[TEXT UNDER STUDY]
• • • • • • •

India–Saint Kitts and Nevis relations refers to the international relations that exist between India and Saint Kitts and Nevis. The High Commission of India in Georgetown, Guyana is concurrently accredited to Saint Kitts and Nevis. India opened its Honorary Consulate in Basseterre in August 2008.

== History ==

Relations between India and Saint Kitts and Nevis date back to the mid-19th century when both countries were British colonies. The first Indians in Saint Kitts arrived on 3 June 1861 on board the Dartmouth. The ship had departed from Calcutta on 26 February 1861 with 361 Indian indentured workers on board. Twenty-four Indians died during the voyage and only 337 would arrive in Saint Kitts. The first Indians in Nevis arrived on 30 March 1874 on board the Syria which carried 315 Indian labourers. These were the only two ships that transported Indian indentured workers to Saint Kitts and Nevis. About 20% of the immigrants returned to India by 1890. Most of the others emigrated to Caribbean nations with larger Indian populations such as Trinidad and Tobago, Guyana and Suriname. Very few remained in Saint Kitts and Nevis.

Saint Kitts was the focus of an alleged Indian government scandal in 1989–1990. On 20 August 1989, The Kuwait Times published a report claiming that Ajeya Singh, son of then-Indian Prime Minister V.P. Singh, held a bank account in Saint Kitts with $21 million of deposits. The beneficiary of the account was claimed to be the Prime Minister himself. The story was reprinted in Indian media within days. However, following investigations, the reports were found to be false and created to discredit V.P. Singh.

India and Saint Kitts and Nevis signed an MoU in July 2007, agreeing to hold regular Foreign Office Consultations. Prime Minister Denzil Douglas made an official working visit to India on 5–10 April 2012. He was accompanied by the Kittitian High Commissioner to the United Kingdom Kevin Isaac and other government officials. Douglas spent most of the visit in the state of Punjab visiting the Golden Temple in Amritsar and then holding talks with Indian businessmen and state and union government officials in Jalandhar. He also met with businessmen in Bath Castle, Ludhiana. Douglas also visited a hospital in Chandigarh and discussed measures to promote health tourism. He concluded his tour by visiting the Taj Mahal in Agra.

The promoter of Winsome Diamonds and Jewellery Ltd., Jatin Mehta, and his wife Sonia Mehta, became citizens of Saint Kitts and Nevis in 2013–14. Mehta is the second largest loan defaulter in India, and has a total debt of over ₹6800 crore with multiple banks including Standard Chartered and Punjab National Bank.

• • • • • • •

Point localization data:
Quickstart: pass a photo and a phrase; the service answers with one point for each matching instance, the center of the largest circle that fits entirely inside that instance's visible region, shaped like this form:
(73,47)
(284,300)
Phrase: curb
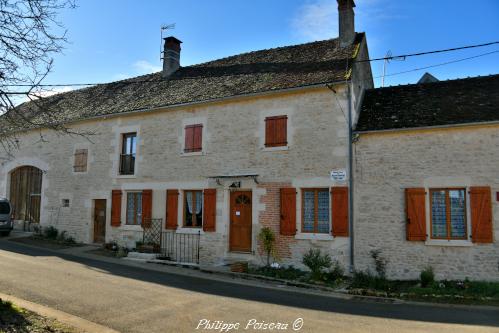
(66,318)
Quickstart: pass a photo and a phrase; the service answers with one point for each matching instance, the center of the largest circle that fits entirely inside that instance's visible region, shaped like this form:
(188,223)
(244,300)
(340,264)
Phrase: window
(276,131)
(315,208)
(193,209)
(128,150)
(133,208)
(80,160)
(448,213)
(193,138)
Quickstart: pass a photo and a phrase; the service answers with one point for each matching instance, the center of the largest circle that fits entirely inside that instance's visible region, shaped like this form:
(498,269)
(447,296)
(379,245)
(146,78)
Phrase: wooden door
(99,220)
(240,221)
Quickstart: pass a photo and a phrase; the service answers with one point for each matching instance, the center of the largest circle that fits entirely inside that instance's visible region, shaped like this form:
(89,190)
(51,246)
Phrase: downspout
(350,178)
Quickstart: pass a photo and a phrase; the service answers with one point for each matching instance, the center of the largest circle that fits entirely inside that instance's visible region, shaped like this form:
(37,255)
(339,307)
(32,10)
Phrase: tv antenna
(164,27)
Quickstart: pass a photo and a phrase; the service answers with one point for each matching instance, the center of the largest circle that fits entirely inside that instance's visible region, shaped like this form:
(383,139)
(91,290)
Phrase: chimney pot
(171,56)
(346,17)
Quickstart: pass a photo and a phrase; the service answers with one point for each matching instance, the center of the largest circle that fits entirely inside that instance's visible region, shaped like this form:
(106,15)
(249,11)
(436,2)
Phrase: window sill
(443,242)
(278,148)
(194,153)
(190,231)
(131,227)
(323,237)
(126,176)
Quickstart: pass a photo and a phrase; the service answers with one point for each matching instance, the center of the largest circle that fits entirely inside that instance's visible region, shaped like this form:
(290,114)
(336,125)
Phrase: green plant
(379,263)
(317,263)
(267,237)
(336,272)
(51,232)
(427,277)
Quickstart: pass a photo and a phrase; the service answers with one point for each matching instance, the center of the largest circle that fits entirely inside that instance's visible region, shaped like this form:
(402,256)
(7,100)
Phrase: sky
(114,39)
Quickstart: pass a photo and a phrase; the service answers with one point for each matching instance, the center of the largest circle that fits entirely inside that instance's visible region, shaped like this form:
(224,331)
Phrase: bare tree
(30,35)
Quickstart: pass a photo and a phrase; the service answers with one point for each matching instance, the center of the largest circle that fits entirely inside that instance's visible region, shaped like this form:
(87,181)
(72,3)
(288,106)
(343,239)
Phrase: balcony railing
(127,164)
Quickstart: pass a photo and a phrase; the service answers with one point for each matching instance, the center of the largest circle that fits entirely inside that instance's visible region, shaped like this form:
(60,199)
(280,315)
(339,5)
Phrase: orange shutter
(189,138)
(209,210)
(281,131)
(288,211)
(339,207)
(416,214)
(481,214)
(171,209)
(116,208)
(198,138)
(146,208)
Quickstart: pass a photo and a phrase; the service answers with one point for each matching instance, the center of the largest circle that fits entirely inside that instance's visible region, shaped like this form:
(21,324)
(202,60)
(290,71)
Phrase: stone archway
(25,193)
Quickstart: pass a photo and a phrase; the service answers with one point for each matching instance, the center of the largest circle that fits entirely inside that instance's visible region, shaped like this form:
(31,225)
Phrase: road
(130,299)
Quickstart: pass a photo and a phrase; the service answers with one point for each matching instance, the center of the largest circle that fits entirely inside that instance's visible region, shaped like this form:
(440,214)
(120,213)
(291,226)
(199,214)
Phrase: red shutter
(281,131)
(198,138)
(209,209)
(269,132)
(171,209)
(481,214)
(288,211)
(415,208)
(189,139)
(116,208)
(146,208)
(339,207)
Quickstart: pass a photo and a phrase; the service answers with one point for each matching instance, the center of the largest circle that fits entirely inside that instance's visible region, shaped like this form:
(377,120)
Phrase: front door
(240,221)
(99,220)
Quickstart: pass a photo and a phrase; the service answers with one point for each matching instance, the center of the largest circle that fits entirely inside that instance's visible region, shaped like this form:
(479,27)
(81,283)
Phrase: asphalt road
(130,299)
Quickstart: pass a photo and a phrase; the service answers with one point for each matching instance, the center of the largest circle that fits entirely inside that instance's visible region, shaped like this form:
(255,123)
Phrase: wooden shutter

• • • • • • •

[WHAT YOU ARE ASKED TO DO]
Please answer from the text on India–Saint Kitts and Nevis relations: on what date did the first Indians arrive in Saint Kitts?

[TASK SOLUTION]
3 June 1861